— BEGIN SOURCE MATERIAL —
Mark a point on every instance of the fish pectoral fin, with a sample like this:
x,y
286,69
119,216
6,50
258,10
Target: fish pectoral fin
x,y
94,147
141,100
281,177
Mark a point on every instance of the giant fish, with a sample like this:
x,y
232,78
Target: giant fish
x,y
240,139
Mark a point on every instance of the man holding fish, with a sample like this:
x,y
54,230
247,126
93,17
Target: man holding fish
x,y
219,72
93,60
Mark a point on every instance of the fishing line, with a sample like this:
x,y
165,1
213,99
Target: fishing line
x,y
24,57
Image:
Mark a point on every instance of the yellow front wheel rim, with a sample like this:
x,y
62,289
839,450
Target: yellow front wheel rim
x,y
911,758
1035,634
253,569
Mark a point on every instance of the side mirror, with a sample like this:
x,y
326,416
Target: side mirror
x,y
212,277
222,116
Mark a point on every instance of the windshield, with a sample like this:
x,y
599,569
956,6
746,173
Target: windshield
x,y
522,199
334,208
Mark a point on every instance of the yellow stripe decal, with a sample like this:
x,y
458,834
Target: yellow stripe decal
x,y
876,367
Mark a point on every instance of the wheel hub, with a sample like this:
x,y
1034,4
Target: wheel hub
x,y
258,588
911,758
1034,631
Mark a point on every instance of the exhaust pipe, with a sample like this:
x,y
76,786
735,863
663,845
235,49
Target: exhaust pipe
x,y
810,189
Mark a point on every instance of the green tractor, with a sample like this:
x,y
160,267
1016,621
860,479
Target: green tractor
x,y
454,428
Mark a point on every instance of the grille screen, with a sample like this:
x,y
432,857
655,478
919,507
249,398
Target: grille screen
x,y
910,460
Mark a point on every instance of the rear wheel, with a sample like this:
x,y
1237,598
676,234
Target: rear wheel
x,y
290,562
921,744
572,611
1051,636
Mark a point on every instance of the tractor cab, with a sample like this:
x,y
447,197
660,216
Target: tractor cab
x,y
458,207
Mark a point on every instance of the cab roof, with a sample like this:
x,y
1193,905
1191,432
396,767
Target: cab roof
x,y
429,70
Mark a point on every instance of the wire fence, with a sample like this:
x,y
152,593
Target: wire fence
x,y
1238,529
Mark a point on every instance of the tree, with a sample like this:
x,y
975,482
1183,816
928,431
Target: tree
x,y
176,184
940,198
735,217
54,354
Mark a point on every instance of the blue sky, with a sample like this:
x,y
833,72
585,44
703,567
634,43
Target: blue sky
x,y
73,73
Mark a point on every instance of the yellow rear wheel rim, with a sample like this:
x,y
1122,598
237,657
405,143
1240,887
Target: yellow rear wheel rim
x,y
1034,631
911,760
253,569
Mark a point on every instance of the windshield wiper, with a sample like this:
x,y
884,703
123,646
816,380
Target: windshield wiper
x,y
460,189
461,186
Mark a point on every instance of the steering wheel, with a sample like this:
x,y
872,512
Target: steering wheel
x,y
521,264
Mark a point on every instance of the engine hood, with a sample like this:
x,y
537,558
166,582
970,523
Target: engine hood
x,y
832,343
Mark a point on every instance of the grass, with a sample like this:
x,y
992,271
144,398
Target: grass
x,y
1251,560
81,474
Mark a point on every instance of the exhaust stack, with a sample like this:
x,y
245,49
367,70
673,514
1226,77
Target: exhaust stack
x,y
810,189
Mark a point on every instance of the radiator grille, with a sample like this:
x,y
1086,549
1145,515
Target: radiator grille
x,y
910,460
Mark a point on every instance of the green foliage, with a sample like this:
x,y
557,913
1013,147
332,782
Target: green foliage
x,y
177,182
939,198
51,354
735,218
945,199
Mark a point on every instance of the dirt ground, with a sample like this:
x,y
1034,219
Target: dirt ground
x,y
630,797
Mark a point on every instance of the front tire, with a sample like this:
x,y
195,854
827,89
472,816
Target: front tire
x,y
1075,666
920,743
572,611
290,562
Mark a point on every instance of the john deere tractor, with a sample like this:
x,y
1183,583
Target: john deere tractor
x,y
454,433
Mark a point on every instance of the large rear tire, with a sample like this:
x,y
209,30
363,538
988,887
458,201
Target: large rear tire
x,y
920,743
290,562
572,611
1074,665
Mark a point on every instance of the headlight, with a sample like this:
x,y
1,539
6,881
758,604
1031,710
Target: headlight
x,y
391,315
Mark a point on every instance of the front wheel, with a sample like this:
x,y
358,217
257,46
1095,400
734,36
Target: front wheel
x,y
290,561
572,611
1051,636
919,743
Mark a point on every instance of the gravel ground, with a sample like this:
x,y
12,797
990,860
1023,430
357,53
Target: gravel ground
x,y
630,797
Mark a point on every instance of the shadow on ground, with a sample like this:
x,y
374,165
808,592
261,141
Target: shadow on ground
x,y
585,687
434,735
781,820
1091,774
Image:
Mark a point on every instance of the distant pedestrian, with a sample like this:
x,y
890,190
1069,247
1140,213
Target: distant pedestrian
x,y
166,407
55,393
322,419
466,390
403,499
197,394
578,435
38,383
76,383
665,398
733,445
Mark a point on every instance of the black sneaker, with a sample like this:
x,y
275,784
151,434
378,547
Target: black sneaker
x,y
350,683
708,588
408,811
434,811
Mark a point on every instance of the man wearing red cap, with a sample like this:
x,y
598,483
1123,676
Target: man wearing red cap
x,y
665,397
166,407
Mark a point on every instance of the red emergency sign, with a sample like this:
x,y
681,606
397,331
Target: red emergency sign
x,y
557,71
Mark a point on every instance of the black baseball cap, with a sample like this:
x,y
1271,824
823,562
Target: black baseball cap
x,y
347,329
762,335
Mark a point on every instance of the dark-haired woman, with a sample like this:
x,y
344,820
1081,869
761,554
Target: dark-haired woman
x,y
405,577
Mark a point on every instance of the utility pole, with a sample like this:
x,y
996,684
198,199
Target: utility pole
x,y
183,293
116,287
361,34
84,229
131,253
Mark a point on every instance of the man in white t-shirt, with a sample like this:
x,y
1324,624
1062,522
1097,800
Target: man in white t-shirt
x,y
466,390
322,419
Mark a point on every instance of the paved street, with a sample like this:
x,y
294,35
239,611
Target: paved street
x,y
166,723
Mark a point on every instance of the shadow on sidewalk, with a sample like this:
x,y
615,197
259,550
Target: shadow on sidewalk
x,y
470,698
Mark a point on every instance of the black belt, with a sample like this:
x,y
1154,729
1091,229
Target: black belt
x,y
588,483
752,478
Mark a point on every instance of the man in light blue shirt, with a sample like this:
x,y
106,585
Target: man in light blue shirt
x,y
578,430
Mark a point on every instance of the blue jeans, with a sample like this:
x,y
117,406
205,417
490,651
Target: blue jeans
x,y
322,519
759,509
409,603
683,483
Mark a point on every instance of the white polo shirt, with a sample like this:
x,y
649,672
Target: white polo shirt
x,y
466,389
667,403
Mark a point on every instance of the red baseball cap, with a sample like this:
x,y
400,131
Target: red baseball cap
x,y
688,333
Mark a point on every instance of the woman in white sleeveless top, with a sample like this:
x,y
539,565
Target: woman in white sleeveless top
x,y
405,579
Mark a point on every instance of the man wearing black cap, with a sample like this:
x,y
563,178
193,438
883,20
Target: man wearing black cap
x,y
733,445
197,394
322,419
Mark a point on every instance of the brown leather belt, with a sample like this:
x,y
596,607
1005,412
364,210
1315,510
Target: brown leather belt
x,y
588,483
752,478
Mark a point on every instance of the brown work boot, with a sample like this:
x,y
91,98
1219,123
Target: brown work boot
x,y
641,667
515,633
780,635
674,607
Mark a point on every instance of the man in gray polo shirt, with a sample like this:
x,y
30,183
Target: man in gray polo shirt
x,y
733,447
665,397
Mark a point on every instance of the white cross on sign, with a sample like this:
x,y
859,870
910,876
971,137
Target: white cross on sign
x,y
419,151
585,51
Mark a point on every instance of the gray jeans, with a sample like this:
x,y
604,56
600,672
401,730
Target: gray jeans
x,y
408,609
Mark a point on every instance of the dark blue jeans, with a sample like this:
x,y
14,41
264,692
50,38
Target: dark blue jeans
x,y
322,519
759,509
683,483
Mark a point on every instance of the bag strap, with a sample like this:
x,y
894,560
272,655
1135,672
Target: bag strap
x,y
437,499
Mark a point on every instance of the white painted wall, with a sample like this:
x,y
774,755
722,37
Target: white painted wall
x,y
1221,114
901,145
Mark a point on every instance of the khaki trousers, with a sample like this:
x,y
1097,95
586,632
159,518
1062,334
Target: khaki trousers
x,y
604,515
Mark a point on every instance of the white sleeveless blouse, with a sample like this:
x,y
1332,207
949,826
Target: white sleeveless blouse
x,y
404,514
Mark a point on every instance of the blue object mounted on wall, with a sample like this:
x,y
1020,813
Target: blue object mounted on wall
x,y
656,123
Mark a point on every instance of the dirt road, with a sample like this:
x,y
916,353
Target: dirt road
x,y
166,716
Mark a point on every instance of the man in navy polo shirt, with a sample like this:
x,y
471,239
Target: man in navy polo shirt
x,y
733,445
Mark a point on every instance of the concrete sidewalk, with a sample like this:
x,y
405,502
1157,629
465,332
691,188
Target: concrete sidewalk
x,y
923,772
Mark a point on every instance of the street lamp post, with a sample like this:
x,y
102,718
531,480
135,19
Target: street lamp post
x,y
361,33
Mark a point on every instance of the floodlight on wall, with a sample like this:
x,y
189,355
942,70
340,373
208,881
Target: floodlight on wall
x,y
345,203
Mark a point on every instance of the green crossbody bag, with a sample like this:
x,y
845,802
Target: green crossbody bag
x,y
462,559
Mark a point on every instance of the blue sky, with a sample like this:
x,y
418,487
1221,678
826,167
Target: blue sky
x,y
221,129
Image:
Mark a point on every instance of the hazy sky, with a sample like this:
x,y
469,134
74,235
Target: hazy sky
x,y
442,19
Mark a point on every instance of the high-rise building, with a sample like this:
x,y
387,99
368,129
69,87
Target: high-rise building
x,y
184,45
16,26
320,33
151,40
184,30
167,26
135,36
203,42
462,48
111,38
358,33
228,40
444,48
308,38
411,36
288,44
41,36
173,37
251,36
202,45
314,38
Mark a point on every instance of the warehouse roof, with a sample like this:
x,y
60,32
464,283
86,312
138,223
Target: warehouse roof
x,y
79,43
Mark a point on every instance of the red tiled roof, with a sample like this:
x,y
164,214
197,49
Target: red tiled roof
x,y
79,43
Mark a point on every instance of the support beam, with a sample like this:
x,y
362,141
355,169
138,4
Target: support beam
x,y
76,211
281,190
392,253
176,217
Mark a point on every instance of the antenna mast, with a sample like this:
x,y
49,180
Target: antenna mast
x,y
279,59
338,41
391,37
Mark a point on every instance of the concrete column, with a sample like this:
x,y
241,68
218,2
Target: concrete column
— END SOURCE MATERIAL —
— EXERCISE —
Repeat, exactly and only, the lines above from the one containing "Mark a point on every instance of the high-rise" through the end of the material.

— EXERCISE ANSWER —
Mark a point on every instance of the high-rise building, with a sample like this:
x,y
387,99
368,129
69,87
Target: high-rise building
x,y
184,45
16,26
320,33
151,40
184,30
167,26
135,36
203,42
462,48
111,38
358,33
228,40
444,48
308,38
411,36
288,44
41,36
173,37
251,36
202,45
314,38
Mark a point on every instance of the warehouse roof, with a sample like this:
x,y
60,32
464,283
86,312
138,223
Target: warehouse roof
x,y
79,43
Mark a point on every instance of the red tiled roof, with a sample like this:
x,y
164,214
197,49
Target: red tiled roof
x,y
79,43
Mark a point on every instance of the support beam, with a sample like this:
x,y
362,141
355,169
138,4
Target: support beam
x,y
76,211
281,190
392,253
176,217
Mark a point on every instance of the antenna mast, with a sample like this:
x,y
49,180
Target: antenna mast
x,y
279,59
338,41
391,37
Mark a point on every instance of the concrete column, with a sample like this:
x,y
241,68
218,2
Target: concrete column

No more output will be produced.